***** Source records *****

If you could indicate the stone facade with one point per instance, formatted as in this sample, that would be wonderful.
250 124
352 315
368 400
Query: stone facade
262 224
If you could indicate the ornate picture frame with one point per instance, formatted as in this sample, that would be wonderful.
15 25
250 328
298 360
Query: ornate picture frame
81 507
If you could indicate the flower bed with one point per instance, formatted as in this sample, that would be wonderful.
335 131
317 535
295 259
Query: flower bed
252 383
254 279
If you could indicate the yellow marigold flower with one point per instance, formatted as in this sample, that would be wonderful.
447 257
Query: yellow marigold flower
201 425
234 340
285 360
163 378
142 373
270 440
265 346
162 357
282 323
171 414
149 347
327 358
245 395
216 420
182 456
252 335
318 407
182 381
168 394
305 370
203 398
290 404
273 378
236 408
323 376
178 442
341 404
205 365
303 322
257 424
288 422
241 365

*****

Nothing but the lines from the one that contains "Query: ornate picture frame" through the end of the data above should appear, each reproduced exactly.

Query: ornate picture frame
81 507
If you could indicate the flower bed with one point per instance, formatted as in this sample, that would be wonderful.
335 131
317 535
295 259
Query: flower bed
252 383
254 279
If you could indicate the yellow marigold flower with one point per instance, formatted as in this sample, that would be wonderful.
447 257
Query: yellow marigold flower
201 425
234 340
285 360
163 378
142 373
270 440
265 346
162 357
282 323
171 414
149 347
327 358
245 395
216 420
182 456
252 335
318 407
182 381
168 394
305 370
203 398
290 404
273 378
236 408
323 376
178 442
341 404
205 365
303 322
257 424
288 422
241 365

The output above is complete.